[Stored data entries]
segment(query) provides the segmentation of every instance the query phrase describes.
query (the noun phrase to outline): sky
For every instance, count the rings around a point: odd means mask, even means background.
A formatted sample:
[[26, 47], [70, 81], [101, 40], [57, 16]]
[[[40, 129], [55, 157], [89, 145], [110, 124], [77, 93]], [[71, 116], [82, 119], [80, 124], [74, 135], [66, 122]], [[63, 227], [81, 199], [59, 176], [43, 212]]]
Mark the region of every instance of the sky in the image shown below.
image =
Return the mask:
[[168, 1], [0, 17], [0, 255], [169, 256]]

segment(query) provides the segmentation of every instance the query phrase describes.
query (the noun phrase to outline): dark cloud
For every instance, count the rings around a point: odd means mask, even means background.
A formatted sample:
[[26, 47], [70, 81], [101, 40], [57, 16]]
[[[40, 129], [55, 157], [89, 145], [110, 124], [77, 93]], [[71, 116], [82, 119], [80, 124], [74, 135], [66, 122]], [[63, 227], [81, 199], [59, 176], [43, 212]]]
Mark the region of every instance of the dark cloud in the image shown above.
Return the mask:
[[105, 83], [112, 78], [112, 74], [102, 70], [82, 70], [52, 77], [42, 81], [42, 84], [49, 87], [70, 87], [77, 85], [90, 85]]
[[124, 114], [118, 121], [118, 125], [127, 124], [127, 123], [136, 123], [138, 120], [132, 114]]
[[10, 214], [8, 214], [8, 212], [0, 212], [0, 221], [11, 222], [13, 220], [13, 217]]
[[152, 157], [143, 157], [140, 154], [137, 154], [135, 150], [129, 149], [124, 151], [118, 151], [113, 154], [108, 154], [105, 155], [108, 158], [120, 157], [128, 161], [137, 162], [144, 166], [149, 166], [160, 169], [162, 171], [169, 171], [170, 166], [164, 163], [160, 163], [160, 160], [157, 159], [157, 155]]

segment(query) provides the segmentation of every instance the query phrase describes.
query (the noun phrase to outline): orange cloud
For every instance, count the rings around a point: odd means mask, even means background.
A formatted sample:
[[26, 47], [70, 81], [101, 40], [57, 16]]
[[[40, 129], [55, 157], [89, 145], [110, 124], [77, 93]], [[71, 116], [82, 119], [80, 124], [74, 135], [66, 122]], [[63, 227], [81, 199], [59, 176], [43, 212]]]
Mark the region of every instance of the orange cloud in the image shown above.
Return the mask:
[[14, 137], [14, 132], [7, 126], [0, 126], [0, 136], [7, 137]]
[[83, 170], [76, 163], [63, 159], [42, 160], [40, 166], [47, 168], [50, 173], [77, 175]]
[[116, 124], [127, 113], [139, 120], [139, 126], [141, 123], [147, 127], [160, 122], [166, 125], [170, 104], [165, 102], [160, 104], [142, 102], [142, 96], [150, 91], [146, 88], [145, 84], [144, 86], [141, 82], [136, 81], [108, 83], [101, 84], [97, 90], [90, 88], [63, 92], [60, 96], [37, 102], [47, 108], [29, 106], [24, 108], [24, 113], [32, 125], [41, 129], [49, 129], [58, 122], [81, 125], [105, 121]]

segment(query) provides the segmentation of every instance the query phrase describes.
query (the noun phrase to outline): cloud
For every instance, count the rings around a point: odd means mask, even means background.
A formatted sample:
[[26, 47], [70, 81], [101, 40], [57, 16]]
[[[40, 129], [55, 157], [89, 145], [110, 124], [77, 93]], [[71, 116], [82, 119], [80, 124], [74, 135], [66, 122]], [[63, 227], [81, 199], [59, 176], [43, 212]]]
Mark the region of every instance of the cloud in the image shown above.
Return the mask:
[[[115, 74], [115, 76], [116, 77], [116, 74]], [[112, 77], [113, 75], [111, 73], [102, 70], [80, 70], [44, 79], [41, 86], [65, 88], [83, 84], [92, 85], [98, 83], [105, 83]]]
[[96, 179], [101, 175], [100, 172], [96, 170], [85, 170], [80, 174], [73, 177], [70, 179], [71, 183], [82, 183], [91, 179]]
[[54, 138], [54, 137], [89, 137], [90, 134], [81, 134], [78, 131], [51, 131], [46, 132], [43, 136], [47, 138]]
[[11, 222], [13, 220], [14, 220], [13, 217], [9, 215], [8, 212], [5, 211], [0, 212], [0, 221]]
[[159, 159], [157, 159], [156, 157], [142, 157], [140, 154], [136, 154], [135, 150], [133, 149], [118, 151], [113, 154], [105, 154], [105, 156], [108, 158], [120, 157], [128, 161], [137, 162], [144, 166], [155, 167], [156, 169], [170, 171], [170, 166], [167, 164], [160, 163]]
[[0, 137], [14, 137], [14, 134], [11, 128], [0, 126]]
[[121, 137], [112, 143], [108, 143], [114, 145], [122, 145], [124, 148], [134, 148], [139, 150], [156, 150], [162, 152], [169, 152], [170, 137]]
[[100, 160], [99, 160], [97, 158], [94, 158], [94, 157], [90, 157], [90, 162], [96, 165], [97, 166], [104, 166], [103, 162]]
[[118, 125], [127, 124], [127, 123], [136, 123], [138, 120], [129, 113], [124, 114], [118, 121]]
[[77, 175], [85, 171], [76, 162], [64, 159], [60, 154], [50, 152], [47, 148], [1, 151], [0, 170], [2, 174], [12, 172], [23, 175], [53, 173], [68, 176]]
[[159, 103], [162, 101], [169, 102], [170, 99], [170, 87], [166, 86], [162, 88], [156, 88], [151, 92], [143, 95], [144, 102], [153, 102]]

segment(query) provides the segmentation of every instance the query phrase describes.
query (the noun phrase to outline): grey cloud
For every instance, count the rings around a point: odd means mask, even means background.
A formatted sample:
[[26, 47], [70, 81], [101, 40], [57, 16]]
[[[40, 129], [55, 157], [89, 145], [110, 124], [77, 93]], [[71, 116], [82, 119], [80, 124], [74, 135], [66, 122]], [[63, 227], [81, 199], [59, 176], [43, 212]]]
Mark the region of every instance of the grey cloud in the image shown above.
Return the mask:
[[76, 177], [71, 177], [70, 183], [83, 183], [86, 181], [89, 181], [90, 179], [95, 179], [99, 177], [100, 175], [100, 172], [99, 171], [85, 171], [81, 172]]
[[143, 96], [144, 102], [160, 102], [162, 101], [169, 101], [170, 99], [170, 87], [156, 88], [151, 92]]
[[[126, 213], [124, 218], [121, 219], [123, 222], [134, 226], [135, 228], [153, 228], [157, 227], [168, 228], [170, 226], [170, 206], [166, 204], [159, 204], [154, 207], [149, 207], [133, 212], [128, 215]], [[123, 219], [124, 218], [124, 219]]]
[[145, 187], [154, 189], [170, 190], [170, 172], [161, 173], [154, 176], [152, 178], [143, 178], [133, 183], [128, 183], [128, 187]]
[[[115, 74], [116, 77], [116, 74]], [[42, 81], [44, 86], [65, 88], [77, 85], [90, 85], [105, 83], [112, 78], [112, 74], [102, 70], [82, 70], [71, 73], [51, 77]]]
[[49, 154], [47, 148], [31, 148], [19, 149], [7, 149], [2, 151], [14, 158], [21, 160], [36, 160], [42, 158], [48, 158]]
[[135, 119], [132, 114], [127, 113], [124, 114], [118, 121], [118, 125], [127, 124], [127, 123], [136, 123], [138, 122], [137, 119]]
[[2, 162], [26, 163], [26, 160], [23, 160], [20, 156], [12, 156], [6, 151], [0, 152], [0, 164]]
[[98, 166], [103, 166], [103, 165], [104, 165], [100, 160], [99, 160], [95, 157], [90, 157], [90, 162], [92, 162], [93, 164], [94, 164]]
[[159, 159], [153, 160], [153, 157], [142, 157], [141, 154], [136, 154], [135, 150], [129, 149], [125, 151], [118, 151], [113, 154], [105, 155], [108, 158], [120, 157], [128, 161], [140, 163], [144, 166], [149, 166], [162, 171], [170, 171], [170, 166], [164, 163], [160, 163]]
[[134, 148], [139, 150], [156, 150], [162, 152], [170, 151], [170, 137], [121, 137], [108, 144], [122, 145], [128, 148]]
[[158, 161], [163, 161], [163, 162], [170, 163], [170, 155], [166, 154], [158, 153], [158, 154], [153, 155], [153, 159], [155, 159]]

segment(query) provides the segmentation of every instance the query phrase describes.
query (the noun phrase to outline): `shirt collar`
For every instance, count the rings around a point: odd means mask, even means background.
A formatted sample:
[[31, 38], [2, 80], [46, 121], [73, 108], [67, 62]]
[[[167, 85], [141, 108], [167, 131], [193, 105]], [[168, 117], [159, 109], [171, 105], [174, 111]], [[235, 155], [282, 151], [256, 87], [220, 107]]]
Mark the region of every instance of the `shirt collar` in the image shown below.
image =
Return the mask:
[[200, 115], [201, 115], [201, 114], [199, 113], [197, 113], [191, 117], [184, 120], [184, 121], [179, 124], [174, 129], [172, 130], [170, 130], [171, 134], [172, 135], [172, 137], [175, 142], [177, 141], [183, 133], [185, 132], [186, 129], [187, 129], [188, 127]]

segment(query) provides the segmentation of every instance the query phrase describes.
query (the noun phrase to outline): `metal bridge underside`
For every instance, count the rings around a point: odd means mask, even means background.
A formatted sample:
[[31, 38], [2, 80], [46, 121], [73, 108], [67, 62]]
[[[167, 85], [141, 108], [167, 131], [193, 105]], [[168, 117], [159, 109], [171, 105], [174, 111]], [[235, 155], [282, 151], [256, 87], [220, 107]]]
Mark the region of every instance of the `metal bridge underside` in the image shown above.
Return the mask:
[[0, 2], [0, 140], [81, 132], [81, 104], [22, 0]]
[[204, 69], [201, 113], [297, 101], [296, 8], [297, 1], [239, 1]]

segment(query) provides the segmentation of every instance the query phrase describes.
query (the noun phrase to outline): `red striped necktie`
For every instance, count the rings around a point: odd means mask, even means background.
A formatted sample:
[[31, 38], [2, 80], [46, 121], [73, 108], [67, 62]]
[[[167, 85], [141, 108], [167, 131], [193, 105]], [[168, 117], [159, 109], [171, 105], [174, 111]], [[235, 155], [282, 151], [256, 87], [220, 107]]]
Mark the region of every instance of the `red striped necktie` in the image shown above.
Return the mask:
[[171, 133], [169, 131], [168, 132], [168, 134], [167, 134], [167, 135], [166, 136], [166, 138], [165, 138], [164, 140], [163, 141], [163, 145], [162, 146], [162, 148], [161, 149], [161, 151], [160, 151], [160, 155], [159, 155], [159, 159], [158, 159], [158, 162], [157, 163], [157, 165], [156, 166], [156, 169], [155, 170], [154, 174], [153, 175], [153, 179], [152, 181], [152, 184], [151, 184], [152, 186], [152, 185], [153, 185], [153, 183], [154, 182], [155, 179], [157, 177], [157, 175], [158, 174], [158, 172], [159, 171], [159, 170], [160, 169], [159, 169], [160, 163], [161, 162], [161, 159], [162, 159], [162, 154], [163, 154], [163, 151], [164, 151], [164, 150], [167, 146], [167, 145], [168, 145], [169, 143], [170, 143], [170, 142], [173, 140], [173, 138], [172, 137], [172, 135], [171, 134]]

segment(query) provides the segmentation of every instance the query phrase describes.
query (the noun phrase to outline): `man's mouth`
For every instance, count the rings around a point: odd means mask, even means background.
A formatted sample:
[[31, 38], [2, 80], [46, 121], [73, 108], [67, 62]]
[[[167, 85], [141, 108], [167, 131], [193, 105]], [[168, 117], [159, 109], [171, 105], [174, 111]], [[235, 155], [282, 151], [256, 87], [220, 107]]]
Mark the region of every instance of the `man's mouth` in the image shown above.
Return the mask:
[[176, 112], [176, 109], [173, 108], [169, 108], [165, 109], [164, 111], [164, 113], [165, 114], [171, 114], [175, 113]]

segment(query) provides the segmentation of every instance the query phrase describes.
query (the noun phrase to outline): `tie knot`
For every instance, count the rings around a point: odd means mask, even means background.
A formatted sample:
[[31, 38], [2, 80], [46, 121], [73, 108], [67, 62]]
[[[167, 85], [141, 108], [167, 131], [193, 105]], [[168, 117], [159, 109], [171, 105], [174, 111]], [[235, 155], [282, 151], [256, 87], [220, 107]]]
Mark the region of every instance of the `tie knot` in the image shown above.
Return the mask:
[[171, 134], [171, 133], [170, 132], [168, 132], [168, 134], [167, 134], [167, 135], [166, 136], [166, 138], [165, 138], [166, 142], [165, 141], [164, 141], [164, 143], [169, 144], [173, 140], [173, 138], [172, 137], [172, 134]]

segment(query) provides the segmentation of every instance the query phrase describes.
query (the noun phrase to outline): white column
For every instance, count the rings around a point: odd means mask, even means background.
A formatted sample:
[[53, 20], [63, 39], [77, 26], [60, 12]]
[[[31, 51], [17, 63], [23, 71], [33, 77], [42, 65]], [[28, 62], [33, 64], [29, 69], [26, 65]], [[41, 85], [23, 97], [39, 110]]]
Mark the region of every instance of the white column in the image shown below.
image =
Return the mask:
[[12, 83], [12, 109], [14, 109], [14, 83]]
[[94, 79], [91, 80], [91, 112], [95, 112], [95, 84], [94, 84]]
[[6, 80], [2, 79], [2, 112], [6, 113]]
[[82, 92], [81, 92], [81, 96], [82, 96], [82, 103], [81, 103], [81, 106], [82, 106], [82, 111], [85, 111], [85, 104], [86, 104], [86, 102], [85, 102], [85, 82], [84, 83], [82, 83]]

| Exercise instructions |
Copy everything from the start of the lines down to the line containing "[[168, 1], [0, 17], [0, 255], [169, 256]]", swapping "instance" for "occurrence" and leaving the rest unchanged.

| Task answer |
segment(query) provides the segmentation of every occurrence the query phrase describes.
query (the noun phrase to outline): sky
For every occurrence, count the rings around a point: odd means mask, even means background.
A formatted sample:
[[26, 47], [70, 81], [101, 40], [57, 16]]
[[[40, 129], [55, 157], [89, 145], [110, 124], [77, 93]], [[71, 116], [82, 119], [80, 124], [74, 135], [66, 122]], [[63, 227], [81, 199], [59, 176], [43, 212]]]
Mark the region of every occurrence of the sky in the image shown below.
image =
Return the mask:
[[168, 1], [0, 17], [0, 255], [169, 256]]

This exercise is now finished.